_Records shown_:
═══
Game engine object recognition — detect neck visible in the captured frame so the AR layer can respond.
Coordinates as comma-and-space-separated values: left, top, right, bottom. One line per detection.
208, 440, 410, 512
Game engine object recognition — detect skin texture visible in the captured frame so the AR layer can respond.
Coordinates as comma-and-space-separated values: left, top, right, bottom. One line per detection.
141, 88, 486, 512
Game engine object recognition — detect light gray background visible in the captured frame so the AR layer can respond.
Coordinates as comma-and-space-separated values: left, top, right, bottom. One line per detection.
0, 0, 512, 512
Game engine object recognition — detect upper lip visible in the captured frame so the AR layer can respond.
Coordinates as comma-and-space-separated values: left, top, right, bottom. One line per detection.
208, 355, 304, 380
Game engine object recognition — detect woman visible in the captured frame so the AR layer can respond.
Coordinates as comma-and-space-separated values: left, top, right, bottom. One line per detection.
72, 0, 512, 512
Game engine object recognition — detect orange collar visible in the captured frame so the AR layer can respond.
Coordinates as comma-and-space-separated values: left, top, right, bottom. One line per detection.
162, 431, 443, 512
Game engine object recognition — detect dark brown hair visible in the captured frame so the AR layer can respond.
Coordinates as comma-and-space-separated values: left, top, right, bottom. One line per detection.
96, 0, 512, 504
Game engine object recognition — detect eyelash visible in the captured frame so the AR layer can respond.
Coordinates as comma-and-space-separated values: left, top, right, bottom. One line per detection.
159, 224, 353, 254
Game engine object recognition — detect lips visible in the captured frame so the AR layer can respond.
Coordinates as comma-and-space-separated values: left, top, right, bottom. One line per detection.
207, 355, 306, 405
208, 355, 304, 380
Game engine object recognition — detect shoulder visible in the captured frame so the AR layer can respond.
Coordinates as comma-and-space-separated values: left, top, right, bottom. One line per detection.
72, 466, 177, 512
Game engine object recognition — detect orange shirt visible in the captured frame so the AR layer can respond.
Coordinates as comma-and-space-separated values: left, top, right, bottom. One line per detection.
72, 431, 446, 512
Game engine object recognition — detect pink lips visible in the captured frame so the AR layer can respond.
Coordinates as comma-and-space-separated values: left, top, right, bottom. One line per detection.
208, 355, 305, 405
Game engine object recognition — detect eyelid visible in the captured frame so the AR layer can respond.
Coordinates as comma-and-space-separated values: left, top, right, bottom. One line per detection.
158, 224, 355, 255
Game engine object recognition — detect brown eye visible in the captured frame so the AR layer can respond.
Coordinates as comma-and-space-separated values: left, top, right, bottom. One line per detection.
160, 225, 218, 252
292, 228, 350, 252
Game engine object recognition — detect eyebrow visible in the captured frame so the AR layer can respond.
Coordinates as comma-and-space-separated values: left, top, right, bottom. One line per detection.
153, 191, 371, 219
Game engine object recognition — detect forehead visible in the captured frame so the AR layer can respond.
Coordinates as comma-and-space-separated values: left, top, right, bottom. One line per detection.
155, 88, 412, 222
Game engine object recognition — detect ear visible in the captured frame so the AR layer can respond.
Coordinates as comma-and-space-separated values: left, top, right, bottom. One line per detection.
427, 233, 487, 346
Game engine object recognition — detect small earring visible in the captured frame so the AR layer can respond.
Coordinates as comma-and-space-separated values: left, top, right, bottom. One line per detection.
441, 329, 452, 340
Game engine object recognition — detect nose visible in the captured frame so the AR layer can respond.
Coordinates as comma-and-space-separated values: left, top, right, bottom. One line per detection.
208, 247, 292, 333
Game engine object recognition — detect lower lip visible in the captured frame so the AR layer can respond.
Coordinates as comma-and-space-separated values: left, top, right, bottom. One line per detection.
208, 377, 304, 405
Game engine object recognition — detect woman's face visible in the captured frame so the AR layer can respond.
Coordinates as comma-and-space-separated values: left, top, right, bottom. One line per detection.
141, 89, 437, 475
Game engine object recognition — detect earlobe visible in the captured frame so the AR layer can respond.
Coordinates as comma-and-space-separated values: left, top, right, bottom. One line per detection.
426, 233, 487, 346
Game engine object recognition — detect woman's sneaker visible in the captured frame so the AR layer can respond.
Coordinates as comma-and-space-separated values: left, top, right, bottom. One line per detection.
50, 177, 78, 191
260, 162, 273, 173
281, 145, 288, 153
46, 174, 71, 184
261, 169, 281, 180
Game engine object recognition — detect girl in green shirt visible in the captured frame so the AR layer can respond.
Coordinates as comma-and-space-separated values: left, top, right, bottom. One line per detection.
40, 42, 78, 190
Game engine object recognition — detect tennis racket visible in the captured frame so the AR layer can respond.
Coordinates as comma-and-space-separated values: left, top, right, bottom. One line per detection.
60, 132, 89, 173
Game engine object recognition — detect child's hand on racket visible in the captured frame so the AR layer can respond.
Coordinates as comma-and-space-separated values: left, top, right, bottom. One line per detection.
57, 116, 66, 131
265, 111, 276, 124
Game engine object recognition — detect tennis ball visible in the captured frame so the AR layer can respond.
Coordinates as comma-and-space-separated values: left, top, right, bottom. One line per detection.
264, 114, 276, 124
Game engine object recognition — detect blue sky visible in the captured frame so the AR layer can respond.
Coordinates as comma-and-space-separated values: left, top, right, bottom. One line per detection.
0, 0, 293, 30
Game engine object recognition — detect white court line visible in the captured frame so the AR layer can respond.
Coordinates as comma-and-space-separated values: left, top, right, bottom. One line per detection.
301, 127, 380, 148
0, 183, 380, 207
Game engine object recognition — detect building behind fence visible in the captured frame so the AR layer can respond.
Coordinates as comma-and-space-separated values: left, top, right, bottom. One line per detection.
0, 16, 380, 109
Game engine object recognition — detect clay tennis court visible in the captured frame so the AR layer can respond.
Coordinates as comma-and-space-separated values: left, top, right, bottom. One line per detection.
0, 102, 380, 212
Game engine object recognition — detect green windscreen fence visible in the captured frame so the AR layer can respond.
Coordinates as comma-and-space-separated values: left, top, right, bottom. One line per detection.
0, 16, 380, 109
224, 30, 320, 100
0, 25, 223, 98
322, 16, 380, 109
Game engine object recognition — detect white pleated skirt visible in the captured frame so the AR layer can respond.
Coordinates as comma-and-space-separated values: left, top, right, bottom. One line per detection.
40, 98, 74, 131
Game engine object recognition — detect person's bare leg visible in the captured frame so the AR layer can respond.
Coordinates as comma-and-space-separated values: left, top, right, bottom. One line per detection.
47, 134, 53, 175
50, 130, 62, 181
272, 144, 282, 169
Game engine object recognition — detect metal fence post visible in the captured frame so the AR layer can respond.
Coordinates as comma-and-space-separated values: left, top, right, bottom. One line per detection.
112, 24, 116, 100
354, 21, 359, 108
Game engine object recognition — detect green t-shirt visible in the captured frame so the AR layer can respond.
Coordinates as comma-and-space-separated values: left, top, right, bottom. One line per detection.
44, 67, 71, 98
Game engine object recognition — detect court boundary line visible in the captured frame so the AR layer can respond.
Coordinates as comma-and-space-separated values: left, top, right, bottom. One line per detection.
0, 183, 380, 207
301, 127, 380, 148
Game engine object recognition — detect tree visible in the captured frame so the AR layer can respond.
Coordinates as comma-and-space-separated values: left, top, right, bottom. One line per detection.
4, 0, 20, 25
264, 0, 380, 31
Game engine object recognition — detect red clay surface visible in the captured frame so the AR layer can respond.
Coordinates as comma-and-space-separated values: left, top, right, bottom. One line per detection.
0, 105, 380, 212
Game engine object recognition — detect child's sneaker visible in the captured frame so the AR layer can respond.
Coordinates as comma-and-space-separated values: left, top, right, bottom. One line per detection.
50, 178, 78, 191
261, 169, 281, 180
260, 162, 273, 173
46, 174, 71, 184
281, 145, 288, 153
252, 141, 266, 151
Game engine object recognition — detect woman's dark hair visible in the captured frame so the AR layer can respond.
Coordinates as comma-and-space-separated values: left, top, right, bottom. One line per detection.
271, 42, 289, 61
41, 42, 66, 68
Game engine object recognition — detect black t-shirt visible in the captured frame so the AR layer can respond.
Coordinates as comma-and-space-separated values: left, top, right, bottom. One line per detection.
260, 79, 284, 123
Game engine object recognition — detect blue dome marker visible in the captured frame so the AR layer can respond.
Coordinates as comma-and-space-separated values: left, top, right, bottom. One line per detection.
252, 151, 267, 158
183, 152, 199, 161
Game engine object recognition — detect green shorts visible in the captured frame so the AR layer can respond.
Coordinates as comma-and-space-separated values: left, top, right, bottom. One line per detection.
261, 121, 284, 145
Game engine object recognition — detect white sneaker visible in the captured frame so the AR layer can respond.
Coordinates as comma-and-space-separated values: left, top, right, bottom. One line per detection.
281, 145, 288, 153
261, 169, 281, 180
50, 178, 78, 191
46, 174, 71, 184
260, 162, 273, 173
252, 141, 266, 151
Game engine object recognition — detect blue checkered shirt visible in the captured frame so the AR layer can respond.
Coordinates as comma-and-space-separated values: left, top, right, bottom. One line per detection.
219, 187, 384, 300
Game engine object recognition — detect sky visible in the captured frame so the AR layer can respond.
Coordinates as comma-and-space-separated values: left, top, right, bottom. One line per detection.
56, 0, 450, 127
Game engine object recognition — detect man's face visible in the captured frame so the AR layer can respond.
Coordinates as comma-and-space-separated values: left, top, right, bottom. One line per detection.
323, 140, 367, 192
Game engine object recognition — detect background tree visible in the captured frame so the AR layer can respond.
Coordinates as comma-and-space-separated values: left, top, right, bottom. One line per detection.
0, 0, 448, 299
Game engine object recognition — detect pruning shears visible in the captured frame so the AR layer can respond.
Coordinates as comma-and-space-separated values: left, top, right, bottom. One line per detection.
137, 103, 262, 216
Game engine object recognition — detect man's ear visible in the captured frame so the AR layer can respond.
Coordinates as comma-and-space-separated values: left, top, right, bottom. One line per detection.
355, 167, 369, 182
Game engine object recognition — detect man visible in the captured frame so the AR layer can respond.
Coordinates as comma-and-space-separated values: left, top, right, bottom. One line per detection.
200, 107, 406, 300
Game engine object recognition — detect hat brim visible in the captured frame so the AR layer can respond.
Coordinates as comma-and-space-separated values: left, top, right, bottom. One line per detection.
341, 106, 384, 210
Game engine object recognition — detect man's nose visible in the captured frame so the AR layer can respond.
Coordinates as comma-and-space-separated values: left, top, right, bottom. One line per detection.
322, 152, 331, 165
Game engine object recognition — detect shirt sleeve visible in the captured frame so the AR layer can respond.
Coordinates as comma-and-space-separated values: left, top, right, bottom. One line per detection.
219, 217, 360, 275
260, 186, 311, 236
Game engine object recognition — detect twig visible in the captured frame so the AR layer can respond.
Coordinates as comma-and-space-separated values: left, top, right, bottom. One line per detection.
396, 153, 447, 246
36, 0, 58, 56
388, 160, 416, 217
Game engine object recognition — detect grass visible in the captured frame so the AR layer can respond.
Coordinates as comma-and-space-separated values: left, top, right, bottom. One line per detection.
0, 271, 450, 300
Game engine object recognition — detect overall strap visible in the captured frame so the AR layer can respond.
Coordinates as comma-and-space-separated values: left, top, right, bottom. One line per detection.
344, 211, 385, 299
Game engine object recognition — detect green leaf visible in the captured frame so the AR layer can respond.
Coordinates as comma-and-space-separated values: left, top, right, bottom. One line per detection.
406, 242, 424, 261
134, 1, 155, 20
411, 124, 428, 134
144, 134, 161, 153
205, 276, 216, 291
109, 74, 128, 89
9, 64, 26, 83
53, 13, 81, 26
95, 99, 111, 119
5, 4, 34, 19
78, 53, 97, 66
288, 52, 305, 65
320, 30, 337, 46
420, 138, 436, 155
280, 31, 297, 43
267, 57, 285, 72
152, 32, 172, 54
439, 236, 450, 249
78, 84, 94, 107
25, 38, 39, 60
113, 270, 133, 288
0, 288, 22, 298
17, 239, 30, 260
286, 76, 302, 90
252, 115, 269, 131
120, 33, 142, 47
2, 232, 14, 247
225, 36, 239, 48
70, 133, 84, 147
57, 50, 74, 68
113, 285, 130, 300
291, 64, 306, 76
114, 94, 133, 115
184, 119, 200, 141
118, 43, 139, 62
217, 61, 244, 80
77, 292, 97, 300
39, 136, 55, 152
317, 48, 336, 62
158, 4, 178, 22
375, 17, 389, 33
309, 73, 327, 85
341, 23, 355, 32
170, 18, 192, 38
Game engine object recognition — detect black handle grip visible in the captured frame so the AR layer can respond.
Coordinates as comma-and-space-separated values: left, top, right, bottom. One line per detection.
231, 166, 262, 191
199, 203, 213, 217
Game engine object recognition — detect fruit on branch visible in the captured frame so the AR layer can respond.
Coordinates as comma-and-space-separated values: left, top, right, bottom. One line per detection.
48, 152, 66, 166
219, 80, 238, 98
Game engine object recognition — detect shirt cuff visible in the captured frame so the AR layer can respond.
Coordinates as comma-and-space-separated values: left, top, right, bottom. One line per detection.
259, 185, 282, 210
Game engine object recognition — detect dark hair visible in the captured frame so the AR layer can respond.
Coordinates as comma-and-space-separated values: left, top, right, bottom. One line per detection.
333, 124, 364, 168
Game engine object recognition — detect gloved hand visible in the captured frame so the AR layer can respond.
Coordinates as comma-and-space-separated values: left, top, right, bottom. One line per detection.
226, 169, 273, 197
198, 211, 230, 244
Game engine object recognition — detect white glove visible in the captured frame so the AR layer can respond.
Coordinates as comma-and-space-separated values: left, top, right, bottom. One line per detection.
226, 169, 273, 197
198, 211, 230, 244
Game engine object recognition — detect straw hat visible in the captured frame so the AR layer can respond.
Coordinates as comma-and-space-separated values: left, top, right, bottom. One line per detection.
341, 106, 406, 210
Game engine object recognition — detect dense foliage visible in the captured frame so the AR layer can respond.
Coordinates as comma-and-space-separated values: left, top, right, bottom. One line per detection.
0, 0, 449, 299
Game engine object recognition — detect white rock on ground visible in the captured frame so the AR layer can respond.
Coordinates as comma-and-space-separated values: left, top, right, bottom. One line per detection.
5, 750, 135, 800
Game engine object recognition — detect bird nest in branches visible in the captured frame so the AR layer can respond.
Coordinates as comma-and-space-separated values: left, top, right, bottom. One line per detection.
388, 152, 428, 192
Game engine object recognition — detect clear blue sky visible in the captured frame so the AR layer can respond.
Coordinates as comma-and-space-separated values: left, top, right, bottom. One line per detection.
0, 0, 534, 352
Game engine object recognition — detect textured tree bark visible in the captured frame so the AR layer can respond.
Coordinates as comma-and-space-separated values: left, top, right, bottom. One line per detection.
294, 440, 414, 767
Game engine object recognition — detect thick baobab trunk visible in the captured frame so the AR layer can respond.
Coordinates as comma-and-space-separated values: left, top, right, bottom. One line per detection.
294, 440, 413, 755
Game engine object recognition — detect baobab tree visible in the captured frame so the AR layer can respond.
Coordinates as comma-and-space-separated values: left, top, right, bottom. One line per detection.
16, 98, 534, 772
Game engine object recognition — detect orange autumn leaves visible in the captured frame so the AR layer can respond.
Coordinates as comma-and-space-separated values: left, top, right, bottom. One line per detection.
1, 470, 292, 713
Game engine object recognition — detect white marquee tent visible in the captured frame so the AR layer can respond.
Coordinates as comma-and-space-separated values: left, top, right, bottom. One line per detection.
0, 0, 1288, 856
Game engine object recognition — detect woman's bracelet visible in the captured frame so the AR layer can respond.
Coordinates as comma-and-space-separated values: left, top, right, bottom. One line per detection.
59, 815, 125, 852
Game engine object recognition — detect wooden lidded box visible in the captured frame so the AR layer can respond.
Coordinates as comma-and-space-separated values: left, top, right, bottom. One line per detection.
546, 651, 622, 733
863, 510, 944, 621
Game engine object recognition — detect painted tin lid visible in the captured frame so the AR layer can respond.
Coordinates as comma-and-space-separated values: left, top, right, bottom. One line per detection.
═══
_Given problem_: Present the material above as a numbered list, starting at its first line and ending at the line that contains "141, 88, 486, 512", both included, with any blank lines left out.

_Full output_:
1. Game engine object recognition — detect neck visible in the captured frame so the AR layer can respond.
2. Coordinates as comma-and-space-separated values: left, top, right, bottom. One line per detection.
3. 208, 440, 410, 512
4. Game engine object recognition — detect skin texture visible in the captured frame so the AR layer can respond.
5. Coordinates as comma-and-space-separated values: left, top, right, bottom. One line per detection.
6. 141, 88, 486, 512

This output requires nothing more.